*DOCUMENT EXCERPT*.

The core structural issue here is globalisation. While disease is an ongoing feature of our common life, the transfer of this virus into the human population relates to processes of globalisation. While the cause of the pandemic has not been clearly established, there is suggestive evidence that the industrialisation of sources of wild meat for ‘wet markets’ in Wuhan is a likely source. In any case there is little doubt that globalisation sits at the centre of processes of transmission. It has not had much publicity, but the explosion of infections in northern Italy only make sense if the developed trade relations between northern Italy and Wuhan in the fashion industry are taken into account. The same would appear to apply to Iran in relation to other products. Certainly the incredibly rapid spread of the virus that followed these outbreaks outside China can be attributed to economic globalisation. Global tourism, in this present circumstance embodied in the multi-storey leisure ships that ply international waters and dock in global cities, continues at this juncture to be a major mechanism of transmission.
Globalisation is much more than an involvement in a particular kind of global market. It has far-reaching roots, commencing in the 1980s, in a revolution of the processes and practices of a new kind of capitalism—specifically the joining up of the high-tech sciences with capitalist production that not only led to deregulated economies and financial markets but introduced processes, drawing on the new powers of the techno-sciences to enact a radical version of taking nature apart, generating new products and new means of production.
It is also a development in technical capacity and cultural values that has little respect for the natural world and evolutionary processes. Indeed we live by the assumption that evolution can be overcome or displaced by virtue of our superior powers, those of science and technology especially. One related view is that we have the means to support ever-growing populations; another is that human-induced climate change can be mitigated by techno-scientific intervention. Even when it comes to the virus many, including scientists, assume that we are much better placed to fight it because of our superior medicine. But an over-populated world combined with economic globalisation may yet allow more tragic effects than even the Spanish Flu of 1918, irrespective of our medicine, and especially so if our social and community relations have been undermined.

*EXERCISE INSTRUCTIONS*.
(1) Write out the passage on globalisation word for word, from "Globalisation is much" up to and including "means of production.".
(2) Answer these questions from the passage on globalisation:
(a) Which industry links northern Italy with Wuhan in trade?
(b) In which decade did the roots of globalisation commence?
(c) Which earlier outbreak might have less tragic effects than an over-populated, globalised world may yet allow?
(3) Does the passage on globalisation agree with each statement? Answer yes or no, quoting the words that decide it.
(a) The cause of the pandemic has been clearly established.
(b) Global tourism is still a major mechanism of transmission.
(c) Globalisation is no more than an involvement in a particular kind of global market.

*MATERIAL SHOWN*.

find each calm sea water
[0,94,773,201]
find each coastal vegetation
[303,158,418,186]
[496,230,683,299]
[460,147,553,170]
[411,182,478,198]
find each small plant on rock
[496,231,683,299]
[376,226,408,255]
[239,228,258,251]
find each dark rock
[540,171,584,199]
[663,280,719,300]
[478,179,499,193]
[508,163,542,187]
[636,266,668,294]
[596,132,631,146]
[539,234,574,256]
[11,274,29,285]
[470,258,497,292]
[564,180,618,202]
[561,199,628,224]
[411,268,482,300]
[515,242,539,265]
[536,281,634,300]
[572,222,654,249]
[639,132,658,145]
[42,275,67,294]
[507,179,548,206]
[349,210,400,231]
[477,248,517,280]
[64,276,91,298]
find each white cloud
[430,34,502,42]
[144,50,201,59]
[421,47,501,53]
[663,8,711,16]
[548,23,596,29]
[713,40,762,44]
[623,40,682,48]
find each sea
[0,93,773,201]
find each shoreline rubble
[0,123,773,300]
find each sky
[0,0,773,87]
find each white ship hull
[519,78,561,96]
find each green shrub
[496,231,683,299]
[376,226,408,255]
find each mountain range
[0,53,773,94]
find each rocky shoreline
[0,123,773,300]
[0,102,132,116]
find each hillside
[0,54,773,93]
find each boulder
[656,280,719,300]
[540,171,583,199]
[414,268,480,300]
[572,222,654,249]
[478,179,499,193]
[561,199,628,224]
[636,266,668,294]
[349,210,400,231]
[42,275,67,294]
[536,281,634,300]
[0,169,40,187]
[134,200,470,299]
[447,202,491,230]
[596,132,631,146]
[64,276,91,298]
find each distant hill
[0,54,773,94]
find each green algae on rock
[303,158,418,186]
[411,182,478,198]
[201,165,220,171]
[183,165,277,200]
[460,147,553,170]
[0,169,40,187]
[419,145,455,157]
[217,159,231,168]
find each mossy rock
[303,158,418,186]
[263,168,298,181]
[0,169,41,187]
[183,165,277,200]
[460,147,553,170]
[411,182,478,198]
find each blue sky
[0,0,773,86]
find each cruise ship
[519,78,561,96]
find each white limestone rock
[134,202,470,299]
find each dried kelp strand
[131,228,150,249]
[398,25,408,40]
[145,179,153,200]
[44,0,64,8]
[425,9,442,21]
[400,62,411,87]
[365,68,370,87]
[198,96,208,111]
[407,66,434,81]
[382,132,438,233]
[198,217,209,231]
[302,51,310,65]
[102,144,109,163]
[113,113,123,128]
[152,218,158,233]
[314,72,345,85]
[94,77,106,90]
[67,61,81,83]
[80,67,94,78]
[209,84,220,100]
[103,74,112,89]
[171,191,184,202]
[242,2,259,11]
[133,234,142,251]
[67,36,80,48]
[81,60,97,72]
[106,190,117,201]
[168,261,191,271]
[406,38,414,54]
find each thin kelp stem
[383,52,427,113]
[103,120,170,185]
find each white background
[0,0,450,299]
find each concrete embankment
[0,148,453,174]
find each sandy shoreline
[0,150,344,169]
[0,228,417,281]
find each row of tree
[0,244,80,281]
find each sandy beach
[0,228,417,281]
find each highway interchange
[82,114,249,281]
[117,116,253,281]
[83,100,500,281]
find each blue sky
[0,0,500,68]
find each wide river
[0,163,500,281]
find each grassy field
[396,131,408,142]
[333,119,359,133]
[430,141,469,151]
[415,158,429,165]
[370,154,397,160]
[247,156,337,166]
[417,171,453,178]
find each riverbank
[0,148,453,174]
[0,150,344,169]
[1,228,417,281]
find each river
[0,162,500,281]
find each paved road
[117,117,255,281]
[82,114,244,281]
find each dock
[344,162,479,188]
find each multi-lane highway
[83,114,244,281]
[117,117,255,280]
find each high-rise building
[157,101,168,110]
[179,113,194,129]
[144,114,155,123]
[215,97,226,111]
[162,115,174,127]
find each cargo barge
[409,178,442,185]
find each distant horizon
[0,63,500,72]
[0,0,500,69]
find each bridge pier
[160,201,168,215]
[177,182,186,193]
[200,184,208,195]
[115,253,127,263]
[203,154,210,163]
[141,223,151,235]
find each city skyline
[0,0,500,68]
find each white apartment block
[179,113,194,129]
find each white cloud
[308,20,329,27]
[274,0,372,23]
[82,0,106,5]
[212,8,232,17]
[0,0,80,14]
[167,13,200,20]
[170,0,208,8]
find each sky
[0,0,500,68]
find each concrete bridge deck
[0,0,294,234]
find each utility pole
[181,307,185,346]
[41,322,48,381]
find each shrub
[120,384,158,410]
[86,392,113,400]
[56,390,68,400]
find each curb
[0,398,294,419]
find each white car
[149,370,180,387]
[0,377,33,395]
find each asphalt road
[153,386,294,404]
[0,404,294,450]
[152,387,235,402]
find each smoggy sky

*TASK-BY-TASK SOLUTIONS*.
(1)
Globalisation is much more than an involvement in a particular kind of global market. It has far-reaching roots, commencing in the 1980s, in a revolution of the processes and practices of a new kind of capitalism—specifically the joining up of the high-tech sciences with capitalist production that not only led to deregulated economies and financial markets but introduced processes, drawing on the new powers of the techno-sciences to enact a radical version of taking nature apart, generating new products and new means of production.

(2)
(a) The fashion industry.
(b) The 1980s.
(c) The Spanish Flu of 1918.

(3)
(a) No: "While the cause of the pandemic has not been clearly established"
(b) Yes: "continues at this juncture to be a major mechanism of transmission"
(c) No: "Globalisation is much more than an involvement in a particular kind of global market."